• RECORD EXCERPTS:
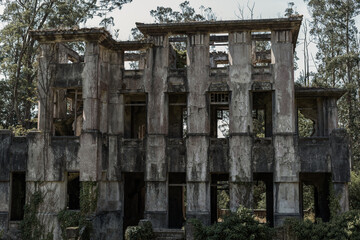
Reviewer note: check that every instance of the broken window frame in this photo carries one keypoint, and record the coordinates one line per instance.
(134, 60)
(218, 41)
(219, 182)
(73, 110)
(219, 101)
(178, 46)
(20, 197)
(182, 104)
(69, 199)
(267, 123)
(261, 49)
(142, 103)
(180, 181)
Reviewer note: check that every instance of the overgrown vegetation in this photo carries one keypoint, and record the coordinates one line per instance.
(345, 226)
(82, 219)
(32, 228)
(354, 190)
(143, 232)
(239, 225)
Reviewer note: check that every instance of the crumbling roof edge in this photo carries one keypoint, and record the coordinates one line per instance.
(100, 35)
(314, 92)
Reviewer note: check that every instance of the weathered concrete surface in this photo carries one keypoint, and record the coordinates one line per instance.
(287, 165)
(240, 142)
(156, 201)
(197, 144)
(5, 142)
(105, 153)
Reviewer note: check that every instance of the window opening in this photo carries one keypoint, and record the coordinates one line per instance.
(219, 50)
(177, 200)
(263, 197)
(68, 109)
(134, 199)
(262, 114)
(177, 116)
(18, 193)
(261, 49)
(73, 190)
(314, 192)
(220, 200)
(307, 118)
(135, 116)
(177, 51)
(134, 60)
(219, 112)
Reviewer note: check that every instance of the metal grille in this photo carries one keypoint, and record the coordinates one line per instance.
(219, 97)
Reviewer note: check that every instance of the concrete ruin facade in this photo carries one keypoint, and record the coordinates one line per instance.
(145, 135)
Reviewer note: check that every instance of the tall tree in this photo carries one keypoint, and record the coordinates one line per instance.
(186, 14)
(333, 27)
(18, 51)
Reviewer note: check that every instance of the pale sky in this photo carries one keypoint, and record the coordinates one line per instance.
(139, 11)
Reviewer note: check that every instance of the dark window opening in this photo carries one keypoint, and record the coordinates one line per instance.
(219, 115)
(219, 50)
(306, 126)
(18, 193)
(263, 197)
(261, 49)
(314, 192)
(73, 191)
(309, 117)
(68, 110)
(177, 200)
(134, 199)
(134, 60)
(135, 116)
(177, 52)
(262, 114)
(220, 198)
(177, 116)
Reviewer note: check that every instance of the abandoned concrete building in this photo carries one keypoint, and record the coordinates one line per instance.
(163, 125)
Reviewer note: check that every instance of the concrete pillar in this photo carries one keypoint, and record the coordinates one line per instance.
(197, 143)
(287, 166)
(5, 143)
(240, 142)
(115, 116)
(156, 200)
(332, 115)
(47, 61)
(340, 166)
(90, 140)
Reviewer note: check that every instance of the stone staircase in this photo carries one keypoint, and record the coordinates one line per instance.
(167, 234)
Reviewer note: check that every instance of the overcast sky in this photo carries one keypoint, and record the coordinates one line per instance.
(139, 11)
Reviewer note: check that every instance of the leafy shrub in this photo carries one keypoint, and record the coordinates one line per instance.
(240, 225)
(144, 232)
(354, 190)
(345, 226)
(31, 227)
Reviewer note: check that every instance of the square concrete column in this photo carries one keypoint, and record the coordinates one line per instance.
(287, 166)
(340, 166)
(240, 142)
(47, 63)
(156, 198)
(115, 115)
(197, 142)
(90, 138)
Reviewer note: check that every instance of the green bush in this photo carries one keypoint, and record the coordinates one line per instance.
(354, 190)
(240, 225)
(144, 232)
(345, 226)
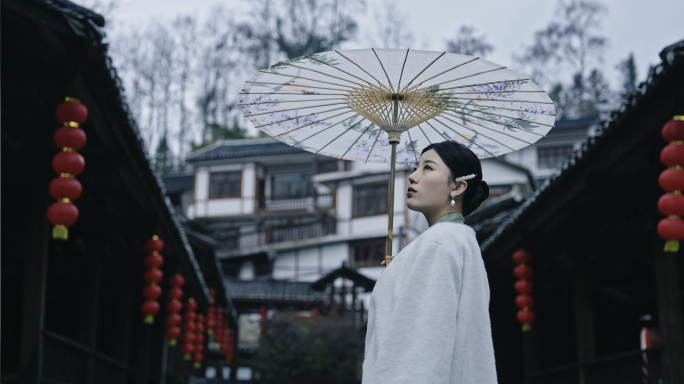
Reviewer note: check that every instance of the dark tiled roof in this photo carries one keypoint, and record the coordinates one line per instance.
(230, 149)
(272, 290)
(670, 55)
(181, 182)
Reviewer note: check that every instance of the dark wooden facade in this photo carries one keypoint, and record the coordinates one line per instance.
(598, 262)
(71, 309)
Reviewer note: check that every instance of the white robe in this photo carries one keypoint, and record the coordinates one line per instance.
(428, 320)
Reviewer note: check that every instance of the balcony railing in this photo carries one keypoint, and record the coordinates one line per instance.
(233, 241)
(288, 203)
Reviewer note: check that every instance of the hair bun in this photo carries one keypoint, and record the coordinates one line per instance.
(481, 195)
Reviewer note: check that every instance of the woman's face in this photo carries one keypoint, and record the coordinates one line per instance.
(430, 185)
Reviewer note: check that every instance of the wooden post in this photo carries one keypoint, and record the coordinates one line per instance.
(669, 312)
(584, 322)
(35, 274)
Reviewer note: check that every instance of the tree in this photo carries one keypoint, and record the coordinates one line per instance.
(627, 69)
(301, 351)
(466, 43)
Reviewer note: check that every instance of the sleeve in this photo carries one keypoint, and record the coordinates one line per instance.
(419, 341)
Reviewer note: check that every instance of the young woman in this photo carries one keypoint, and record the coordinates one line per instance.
(428, 320)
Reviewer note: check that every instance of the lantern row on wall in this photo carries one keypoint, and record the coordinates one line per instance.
(174, 306)
(671, 180)
(524, 287)
(153, 277)
(68, 164)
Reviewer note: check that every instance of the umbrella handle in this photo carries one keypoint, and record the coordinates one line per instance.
(393, 140)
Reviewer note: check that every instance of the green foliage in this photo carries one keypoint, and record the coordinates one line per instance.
(301, 351)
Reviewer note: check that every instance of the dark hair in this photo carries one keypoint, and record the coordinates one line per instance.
(462, 162)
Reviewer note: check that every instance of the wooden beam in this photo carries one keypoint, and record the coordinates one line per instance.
(669, 312)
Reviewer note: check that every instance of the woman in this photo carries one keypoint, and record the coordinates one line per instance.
(429, 312)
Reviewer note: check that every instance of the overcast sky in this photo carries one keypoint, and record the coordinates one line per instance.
(639, 26)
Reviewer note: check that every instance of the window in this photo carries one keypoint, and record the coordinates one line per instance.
(552, 157)
(291, 186)
(224, 184)
(370, 199)
(368, 253)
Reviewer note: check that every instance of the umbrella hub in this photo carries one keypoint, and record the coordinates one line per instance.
(396, 111)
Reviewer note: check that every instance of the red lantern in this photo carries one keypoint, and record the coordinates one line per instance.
(174, 307)
(70, 163)
(524, 301)
(70, 137)
(522, 272)
(674, 129)
(154, 245)
(153, 275)
(152, 291)
(525, 317)
(154, 260)
(671, 204)
(172, 334)
(65, 188)
(177, 281)
(173, 319)
(149, 309)
(671, 180)
(71, 110)
(522, 256)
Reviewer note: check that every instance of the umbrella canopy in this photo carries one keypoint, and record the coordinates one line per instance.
(344, 103)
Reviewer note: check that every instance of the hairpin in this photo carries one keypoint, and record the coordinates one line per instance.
(463, 178)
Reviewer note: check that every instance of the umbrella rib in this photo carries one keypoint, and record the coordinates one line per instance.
(323, 130)
(340, 69)
(291, 101)
(357, 139)
(383, 69)
(297, 117)
(293, 109)
(480, 133)
(292, 93)
(461, 78)
(424, 134)
(508, 117)
(361, 68)
(402, 68)
(373, 147)
(314, 122)
(306, 78)
(428, 123)
(492, 129)
(323, 73)
(296, 85)
(491, 82)
(421, 72)
(445, 71)
(512, 101)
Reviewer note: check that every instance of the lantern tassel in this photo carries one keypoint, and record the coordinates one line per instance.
(60, 232)
(672, 246)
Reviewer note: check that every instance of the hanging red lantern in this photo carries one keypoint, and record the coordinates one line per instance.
(65, 188)
(522, 256)
(149, 309)
(71, 110)
(70, 137)
(172, 334)
(154, 260)
(524, 301)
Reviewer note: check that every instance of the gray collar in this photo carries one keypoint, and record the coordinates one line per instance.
(451, 218)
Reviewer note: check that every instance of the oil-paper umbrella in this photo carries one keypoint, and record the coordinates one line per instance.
(386, 105)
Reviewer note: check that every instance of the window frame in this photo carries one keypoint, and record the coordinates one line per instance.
(354, 191)
(239, 195)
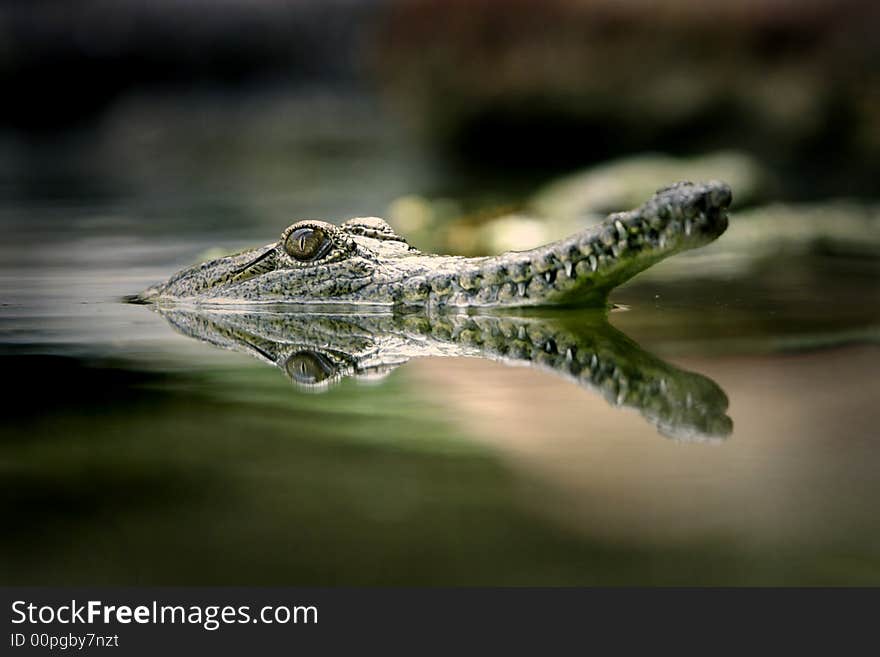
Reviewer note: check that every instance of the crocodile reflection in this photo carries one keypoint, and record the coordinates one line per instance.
(317, 349)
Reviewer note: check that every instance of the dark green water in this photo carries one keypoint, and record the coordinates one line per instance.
(132, 454)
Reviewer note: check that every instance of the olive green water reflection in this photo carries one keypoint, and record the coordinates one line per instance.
(131, 453)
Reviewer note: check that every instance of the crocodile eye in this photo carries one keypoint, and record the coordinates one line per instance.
(309, 367)
(307, 244)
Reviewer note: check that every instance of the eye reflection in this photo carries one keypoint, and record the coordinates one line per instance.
(307, 243)
(309, 367)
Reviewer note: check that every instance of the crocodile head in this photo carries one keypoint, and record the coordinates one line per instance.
(364, 261)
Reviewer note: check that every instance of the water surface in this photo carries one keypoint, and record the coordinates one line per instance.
(133, 454)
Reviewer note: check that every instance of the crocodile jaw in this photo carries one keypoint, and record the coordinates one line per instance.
(579, 270)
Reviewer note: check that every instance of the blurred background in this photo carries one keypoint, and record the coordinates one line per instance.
(137, 136)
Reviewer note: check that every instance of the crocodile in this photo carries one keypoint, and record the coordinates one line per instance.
(363, 261)
(318, 349)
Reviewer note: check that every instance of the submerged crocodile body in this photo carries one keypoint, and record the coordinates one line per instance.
(363, 261)
(316, 350)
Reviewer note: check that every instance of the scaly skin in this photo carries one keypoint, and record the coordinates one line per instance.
(318, 349)
(364, 262)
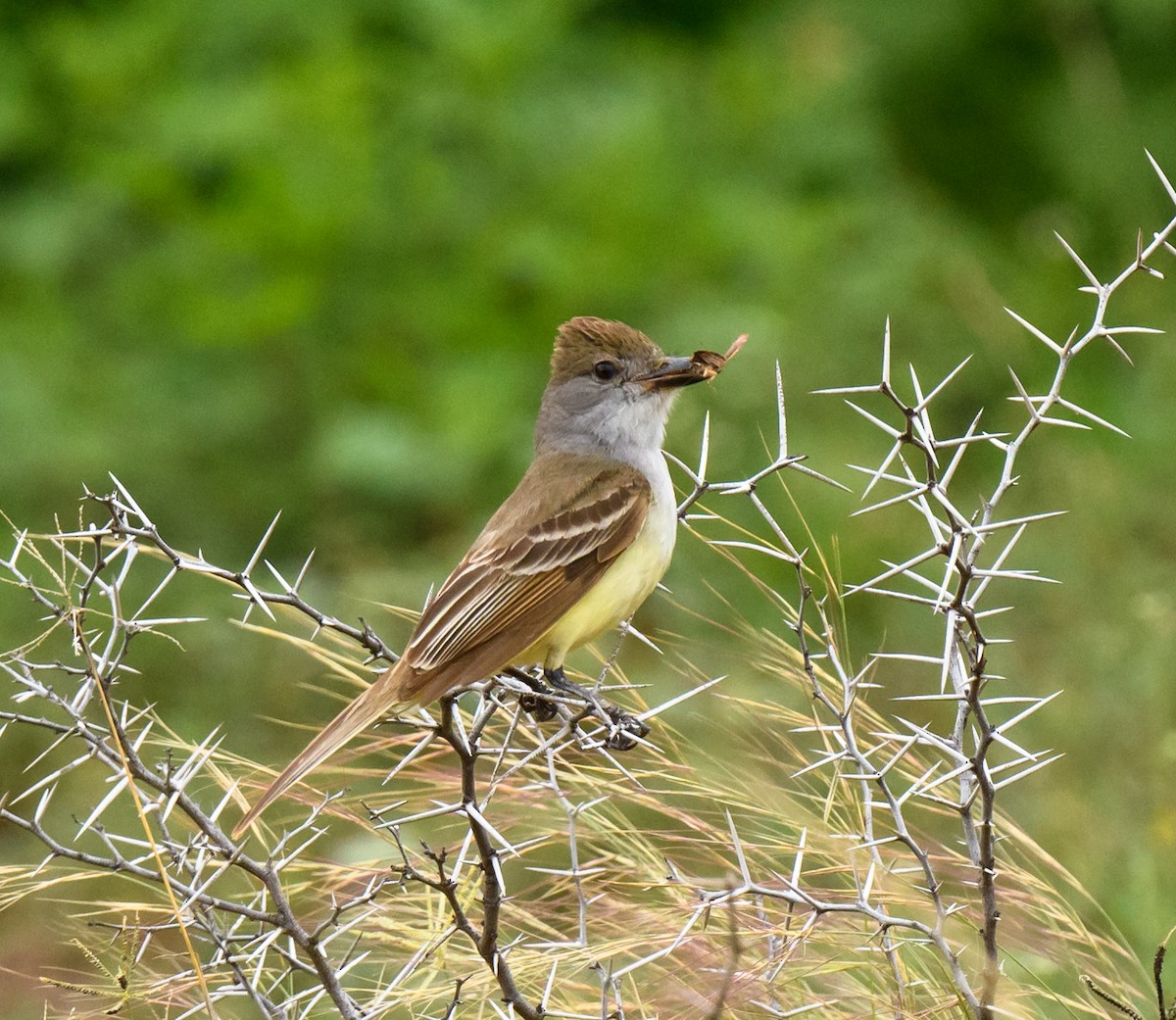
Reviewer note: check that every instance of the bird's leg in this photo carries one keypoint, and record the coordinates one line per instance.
(622, 726)
(538, 705)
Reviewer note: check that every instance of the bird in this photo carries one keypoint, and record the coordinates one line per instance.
(580, 543)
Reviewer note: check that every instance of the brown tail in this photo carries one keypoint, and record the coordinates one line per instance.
(366, 708)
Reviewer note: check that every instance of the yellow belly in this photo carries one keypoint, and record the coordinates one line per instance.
(616, 596)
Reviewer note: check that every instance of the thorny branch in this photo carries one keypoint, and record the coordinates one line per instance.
(244, 912)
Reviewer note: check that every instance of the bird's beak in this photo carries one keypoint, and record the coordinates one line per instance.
(671, 372)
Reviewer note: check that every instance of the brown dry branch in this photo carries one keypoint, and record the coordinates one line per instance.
(521, 868)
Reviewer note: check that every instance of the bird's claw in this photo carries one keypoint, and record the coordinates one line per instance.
(626, 731)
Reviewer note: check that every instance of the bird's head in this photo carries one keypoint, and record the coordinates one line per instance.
(611, 390)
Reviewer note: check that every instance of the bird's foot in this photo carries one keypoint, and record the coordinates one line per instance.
(538, 704)
(624, 731)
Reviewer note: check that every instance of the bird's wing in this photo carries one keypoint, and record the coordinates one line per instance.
(580, 513)
(515, 584)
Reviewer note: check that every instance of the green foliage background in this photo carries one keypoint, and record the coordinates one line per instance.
(309, 258)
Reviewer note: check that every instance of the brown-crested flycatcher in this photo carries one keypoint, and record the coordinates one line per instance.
(574, 550)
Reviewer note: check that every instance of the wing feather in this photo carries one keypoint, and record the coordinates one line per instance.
(514, 591)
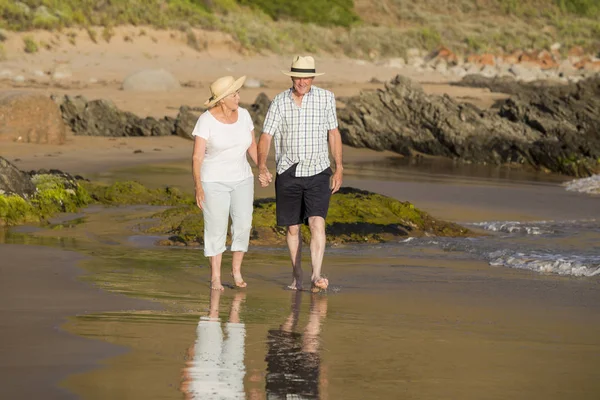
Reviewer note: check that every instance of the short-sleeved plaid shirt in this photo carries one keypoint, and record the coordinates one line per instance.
(300, 133)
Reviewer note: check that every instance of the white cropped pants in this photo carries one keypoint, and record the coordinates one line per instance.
(221, 200)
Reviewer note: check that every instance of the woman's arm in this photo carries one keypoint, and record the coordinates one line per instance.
(197, 159)
(252, 151)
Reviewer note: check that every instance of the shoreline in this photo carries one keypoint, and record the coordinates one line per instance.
(40, 292)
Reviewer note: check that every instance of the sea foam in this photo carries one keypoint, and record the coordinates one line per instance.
(589, 185)
(547, 263)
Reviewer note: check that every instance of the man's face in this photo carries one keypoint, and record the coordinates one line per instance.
(302, 85)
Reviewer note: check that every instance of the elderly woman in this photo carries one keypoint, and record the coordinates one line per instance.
(224, 182)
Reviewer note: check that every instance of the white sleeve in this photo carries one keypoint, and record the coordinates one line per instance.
(249, 122)
(202, 128)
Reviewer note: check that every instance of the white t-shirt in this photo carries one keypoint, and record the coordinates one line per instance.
(226, 146)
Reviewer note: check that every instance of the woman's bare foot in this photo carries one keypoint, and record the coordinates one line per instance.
(238, 281)
(297, 282)
(296, 285)
(319, 284)
(215, 284)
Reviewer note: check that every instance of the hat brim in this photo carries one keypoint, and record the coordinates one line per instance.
(237, 84)
(302, 74)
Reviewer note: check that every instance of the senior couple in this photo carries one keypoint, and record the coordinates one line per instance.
(302, 121)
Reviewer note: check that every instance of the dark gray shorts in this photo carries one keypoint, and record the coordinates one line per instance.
(298, 198)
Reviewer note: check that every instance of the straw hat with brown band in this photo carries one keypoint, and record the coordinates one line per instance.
(222, 88)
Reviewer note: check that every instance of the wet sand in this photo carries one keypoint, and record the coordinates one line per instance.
(39, 291)
(413, 323)
(421, 323)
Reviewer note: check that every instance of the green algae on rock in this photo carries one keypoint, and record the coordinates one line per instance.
(54, 194)
(355, 216)
(130, 192)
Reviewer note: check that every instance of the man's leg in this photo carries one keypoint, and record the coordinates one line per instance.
(316, 202)
(294, 241)
(317, 250)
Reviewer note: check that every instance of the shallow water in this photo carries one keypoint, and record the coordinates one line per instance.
(514, 313)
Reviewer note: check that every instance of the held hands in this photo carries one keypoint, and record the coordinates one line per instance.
(200, 197)
(265, 177)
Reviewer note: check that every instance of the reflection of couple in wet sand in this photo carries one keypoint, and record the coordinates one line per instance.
(293, 361)
(216, 369)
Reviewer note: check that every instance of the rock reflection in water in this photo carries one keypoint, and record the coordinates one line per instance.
(293, 360)
(216, 368)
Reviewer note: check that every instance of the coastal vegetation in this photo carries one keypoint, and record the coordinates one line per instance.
(355, 215)
(362, 29)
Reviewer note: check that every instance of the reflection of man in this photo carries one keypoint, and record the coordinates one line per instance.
(293, 361)
(216, 368)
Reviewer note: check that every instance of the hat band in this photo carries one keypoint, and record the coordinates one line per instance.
(305, 70)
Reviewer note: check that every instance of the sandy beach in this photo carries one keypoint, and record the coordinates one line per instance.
(430, 321)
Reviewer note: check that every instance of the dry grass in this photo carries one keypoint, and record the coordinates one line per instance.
(387, 27)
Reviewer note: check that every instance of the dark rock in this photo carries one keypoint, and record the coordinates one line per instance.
(14, 181)
(30, 118)
(537, 127)
(185, 122)
(568, 118)
(503, 84)
(258, 111)
(103, 118)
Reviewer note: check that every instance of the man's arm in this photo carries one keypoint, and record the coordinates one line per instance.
(335, 146)
(264, 145)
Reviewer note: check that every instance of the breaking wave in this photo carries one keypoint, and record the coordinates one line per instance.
(589, 185)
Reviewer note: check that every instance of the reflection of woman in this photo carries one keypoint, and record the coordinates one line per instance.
(216, 369)
(293, 361)
(223, 179)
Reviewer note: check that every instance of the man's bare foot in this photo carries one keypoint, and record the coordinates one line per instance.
(319, 284)
(216, 285)
(296, 285)
(238, 281)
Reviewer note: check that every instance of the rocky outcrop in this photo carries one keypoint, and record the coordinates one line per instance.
(504, 84)
(30, 118)
(185, 122)
(529, 129)
(14, 181)
(568, 118)
(103, 118)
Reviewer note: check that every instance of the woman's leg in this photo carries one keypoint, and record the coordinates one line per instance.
(216, 216)
(242, 198)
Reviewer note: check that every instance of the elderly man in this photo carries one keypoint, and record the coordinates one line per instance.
(303, 120)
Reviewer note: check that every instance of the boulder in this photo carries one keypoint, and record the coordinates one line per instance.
(14, 181)
(150, 80)
(31, 118)
(103, 118)
(555, 128)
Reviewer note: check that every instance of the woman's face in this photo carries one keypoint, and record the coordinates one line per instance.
(232, 101)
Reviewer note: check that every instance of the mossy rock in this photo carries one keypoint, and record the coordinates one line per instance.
(55, 193)
(355, 216)
(130, 193)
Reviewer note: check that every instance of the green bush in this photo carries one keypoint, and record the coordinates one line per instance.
(320, 12)
(587, 8)
(30, 45)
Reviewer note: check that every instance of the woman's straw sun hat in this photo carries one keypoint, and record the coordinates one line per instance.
(222, 88)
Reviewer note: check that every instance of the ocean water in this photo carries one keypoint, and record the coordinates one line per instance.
(590, 185)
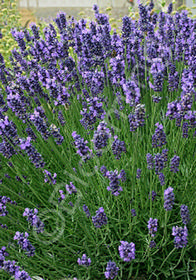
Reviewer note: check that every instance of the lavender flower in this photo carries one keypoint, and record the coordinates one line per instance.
(161, 179)
(127, 251)
(150, 161)
(170, 8)
(159, 163)
(111, 270)
(86, 210)
(168, 199)
(180, 235)
(174, 164)
(152, 195)
(159, 138)
(71, 188)
(122, 176)
(62, 197)
(103, 170)
(133, 212)
(152, 244)
(100, 218)
(84, 261)
(118, 147)
(49, 178)
(184, 212)
(138, 175)
(114, 182)
(152, 226)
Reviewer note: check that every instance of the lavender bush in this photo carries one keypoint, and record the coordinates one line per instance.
(97, 149)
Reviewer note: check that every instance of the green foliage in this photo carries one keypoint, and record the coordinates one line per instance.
(9, 17)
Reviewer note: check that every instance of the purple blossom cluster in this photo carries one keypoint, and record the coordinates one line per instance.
(71, 188)
(84, 261)
(180, 236)
(111, 270)
(118, 147)
(114, 187)
(49, 178)
(137, 118)
(86, 210)
(152, 226)
(168, 199)
(184, 212)
(174, 164)
(145, 56)
(159, 138)
(100, 218)
(32, 217)
(127, 251)
(11, 267)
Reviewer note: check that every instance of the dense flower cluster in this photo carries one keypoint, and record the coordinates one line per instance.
(71, 188)
(86, 68)
(168, 198)
(159, 138)
(118, 147)
(100, 218)
(174, 164)
(49, 178)
(127, 251)
(152, 226)
(184, 212)
(114, 187)
(84, 261)
(180, 236)
(111, 270)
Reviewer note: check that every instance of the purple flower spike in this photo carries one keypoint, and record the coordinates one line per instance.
(168, 199)
(184, 212)
(84, 261)
(111, 270)
(152, 226)
(159, 138)
(174, 164)
(127, 251)
(180, 235)
(86, 210)
(100, 218)
(114, 182)
(71, 188)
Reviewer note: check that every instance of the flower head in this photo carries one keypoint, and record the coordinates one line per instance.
(127, 251)
(111, 270)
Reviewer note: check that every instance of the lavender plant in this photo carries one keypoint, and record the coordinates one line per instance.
(82, 158)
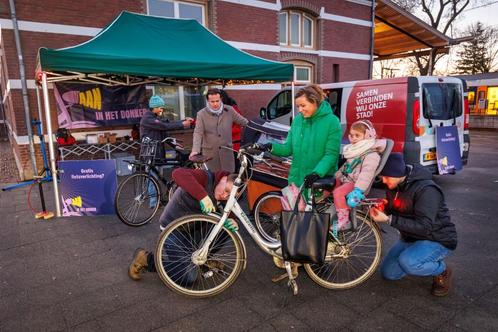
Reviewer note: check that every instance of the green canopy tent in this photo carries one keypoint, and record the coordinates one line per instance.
(141, 49)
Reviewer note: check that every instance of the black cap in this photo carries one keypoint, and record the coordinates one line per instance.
(395, 166)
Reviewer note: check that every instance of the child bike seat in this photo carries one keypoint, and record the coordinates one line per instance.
(326, 183)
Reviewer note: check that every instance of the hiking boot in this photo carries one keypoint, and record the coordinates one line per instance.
(441, 283)
(215, 265)
(138, 264)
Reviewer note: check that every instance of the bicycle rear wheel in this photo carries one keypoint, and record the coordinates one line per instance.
(353, 260)
(137, 199)
(267, 214)
(175, 257)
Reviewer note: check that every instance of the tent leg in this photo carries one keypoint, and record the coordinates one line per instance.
(293, 103)
(48, 120)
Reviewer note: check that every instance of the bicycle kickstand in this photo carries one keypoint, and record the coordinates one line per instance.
(292, 280)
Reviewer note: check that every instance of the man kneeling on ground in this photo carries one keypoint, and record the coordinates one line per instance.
(416, 208)
(197, 192)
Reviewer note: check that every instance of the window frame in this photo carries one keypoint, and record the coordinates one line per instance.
(286, 28)
(302, 17)
(307, 17)
(176, 9)
(310, 73)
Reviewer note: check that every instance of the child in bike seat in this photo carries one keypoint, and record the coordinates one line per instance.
(356, 175)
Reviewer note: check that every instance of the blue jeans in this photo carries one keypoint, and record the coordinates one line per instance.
(419, 258)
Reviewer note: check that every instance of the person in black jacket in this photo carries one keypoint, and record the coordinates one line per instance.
(156, 129)
(417, 209)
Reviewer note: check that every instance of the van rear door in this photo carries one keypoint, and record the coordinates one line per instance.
(442, 104)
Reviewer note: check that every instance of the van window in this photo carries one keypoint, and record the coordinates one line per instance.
(280, 105)
(442, 101)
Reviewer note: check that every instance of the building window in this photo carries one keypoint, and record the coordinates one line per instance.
(302, 74)
(181, 101)
(177, 9)
(296, 29)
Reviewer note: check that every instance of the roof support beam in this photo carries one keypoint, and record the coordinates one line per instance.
(403, 31)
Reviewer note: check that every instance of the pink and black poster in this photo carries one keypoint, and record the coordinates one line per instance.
(92, 105)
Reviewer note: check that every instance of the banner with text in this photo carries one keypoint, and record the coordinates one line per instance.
(88, 187)
(449, 159)
(92, 105)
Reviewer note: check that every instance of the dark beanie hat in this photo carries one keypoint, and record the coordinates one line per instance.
(395, 166)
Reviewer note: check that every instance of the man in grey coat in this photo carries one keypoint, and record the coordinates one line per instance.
(213, 129)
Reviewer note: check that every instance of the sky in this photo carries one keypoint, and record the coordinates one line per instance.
(486, 15)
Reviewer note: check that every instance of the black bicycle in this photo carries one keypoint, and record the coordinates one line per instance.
(139, 196)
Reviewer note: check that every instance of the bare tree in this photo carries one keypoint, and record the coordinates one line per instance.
(479, 54)
(439, 14)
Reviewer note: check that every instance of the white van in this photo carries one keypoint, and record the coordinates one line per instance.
(406, 110)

• THE REQUEST: Edit the lines that start with the one containing "Reviewer note: check that every instance of the bare" and run through the end of the data, replacing "white van" with "parked van" and keeping everything else unchanged. Give only those lines.

• REPLY TO THE TASK:
Reviewer note: check that every instance of the bare tree in this photo carries one keypoint, and record the coordinates one line per instance.
(479, 54)
(439, 14)
Reviewer note: check that every instance of the parked van in this photo carries one keypoint, and record the coordinates one line per instance.
(406, 110)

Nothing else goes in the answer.